WHAT YOU NEED TO DO:
Below are some entries; can you quote all of them exactly?

§ §

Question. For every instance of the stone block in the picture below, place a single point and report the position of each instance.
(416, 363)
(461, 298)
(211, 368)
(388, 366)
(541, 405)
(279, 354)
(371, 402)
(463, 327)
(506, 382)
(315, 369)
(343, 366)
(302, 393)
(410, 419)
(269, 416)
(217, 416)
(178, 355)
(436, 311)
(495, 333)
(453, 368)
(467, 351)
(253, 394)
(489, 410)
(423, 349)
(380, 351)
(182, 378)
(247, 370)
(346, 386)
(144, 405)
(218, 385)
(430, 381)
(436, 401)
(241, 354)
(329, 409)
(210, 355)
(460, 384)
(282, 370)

§ §

TASK RESPONSE:
Question. For every instance of the stone block in the picture below, place a single point and report the position of each instance.
(416, 363)
(461, 298)
(211, 368)
(388, 366)
(541, 405)
(279, 354)
(371, 402)
(463, 327)
(506, 382)
(315, 369)
(343, 366)
(302, 393)
(410, 419)
(269, 416)
(217, 416)
(178, 355)
(436, 311)
(495, 333)
(453, 368)
(467, 351)
(253, 394)
(489, 410)
(423, 349)
(380, 351)
(182, 378)
(247, 370)
(346, 386)
(144, 405)
(218, 385)
(430, 381)
(436, 401)
(241, 354)
(329, 409)
(210, 355)
(460, 384)
(282, 370)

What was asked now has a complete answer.